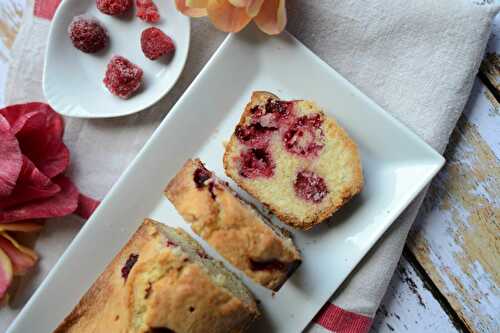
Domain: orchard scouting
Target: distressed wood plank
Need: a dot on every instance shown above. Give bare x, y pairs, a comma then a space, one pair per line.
457, 234
490, 67
409, 306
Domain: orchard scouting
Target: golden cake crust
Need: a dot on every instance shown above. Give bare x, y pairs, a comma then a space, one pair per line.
163, 290
232, 227
349, 159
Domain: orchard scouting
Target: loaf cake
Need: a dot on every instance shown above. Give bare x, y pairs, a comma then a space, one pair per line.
294, 159
163, 281
231, 226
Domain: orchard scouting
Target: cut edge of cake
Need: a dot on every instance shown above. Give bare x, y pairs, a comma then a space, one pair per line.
202, 206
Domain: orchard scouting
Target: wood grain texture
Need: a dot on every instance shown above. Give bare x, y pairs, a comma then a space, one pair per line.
490, 67
409, 306
457, 234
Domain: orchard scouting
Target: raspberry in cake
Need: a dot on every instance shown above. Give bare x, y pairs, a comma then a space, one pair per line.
235, 229
294, 159
155, 43
113, 7
87, 34
122, 78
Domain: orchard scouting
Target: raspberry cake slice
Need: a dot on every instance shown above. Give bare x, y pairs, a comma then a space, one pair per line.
294, 159
232, 227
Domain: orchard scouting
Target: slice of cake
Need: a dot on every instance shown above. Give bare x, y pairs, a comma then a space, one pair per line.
163, 281
294, 159
232, 227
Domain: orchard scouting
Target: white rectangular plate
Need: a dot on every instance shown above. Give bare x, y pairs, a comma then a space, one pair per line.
397, 165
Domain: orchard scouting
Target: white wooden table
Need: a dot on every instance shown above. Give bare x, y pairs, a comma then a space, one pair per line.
448, 278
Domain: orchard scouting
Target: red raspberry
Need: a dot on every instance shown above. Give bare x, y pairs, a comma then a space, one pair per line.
155, 43
147, 11
310, 187
122, 78
87, 34
113, 7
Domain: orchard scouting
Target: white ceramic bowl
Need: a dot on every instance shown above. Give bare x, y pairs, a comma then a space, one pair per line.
72, 80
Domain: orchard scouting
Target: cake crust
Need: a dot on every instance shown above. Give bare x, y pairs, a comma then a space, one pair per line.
348, 159
163, 290
231, 226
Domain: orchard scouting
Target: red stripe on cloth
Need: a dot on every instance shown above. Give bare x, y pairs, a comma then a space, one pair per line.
338, 320
46, 8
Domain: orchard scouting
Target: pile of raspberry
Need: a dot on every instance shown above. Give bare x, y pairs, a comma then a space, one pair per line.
87, 34
123, 78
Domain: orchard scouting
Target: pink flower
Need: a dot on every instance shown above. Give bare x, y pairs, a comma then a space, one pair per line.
234, 15
33, 158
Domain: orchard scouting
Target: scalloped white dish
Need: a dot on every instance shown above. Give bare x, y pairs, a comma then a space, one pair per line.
397, 166
72, 80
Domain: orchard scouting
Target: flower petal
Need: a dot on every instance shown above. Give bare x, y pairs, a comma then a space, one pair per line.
272, 17
239, 3
193, 12
22, 226
22, 258
16, 116
43, 147
197, 3
86, 206
31, 184
63, 203
226, 17
6, 273
11, 159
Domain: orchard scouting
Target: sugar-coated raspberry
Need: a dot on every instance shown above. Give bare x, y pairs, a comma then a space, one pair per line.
155, 43
122, 78
113, 7
87, 34
256, 162
310, 187
305, 137
147, 11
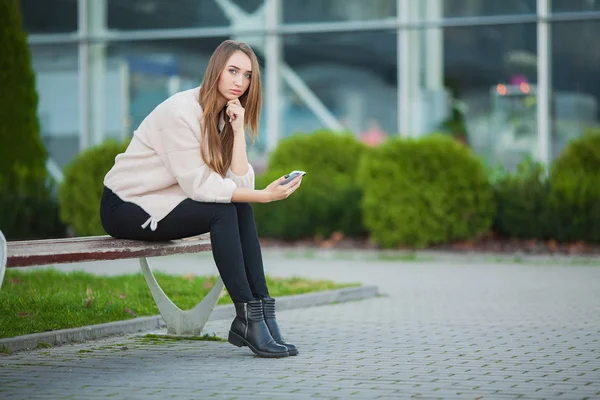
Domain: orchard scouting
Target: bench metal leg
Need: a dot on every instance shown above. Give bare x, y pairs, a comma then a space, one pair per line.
180, 322
3, 257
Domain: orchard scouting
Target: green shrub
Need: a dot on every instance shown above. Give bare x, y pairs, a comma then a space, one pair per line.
522, 203
81, 190
575, 190
329, 198
424, 191
27, 210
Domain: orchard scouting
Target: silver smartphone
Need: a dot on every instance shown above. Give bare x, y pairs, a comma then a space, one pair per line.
289, 177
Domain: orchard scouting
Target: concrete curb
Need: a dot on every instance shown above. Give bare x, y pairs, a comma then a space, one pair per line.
147, 324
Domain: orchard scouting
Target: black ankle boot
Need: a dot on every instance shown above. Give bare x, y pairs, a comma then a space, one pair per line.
249, 329
269, 313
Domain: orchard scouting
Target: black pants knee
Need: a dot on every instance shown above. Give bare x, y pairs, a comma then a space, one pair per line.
235, 245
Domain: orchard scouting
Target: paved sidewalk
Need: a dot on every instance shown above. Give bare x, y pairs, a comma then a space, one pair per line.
451, 330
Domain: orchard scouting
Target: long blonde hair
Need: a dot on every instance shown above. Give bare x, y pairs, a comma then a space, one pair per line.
220, 147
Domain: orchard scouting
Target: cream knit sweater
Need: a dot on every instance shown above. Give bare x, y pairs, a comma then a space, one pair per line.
162, 165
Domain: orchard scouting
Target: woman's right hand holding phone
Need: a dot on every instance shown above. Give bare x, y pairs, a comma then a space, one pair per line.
276, 191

[Assignment]
Output only the lines from the start of the data through the line that holds "Target: white ceramic bowl". Keep them exact and leave the pictures out.

[Reply to the exercise]
Domain: orchard scouting
Target: distressed wood plank
Need: a dot on every instance shown above. Give bare x, y pairs, a comma then a space, one pair per line.
457, 234
490, 67
409, 306
Domain: orchard scouting
Target: golden cake crust
Need: a dot on every instance shown above. Give bare x, y pairs, a comma then a space, one pair per line.
163, 290
232, 227
349, 159
Domain: orchard scouting
Target: loaf cake
Need: a dot on every instance shown above. Give bare x, y pairs, a comma then a space, one pair per line.
294, 159
163, 281
231, 226
Domain: orchard scouting
Target: cut edge of cake
Need: a dot on every instance shown above. Give bare x, y pairs, a comma then a space, one pair per line.
202, 206
Domain: orchard scouting
Target: wood grain texture
Need: a dot on every instance shown above. Give bare x, y pairs, a comma then a space, one pair per line.
490, 67
409, 306
457, 234
Domain: orchard scouting
Target: raspberry in cake
Need: a dot on every instance shown above. Give bare x, y pairs, a comma then a space, one pair per line.
235, 229
294, 159
155, 43
113, 7
87, 34
122, 78
Domain: orchard scouting
Target: raspberry cake slice
Need: a dot on every instance shown above. Give bare x, y pairs, a comma then a space, one pair per line.
294, 159
232, 227
Domain: orchard scouting
Target: slice of cake
Need: a dot on every instance shown above. Give bare x, y pairs, a comma then a space, one pair per line.
163, 281
294, 159
232, 227
Domain: orchard scouting
Target: white rectangular plate
Need: a dot on every instance shown above. Give bare x, y pairs, a comma then a space, one pair per line.
397, 165
Domain: orchard scouting
Target: white wooden table
Need: a dot on every instance shown above. Give bare x, y pairs, a comma then a space, one pair per line.
448, 278
Domain: orchard scouting
Target: red raspberry
Need: a dot on every instance shown above. Give bare x, y pairs, a comma then a space, one pair per line.
155, 43
147, 11
310, 187
122, 78
87, 34
113, 7
Domain: orchard scouting
Target: white ceramic bowl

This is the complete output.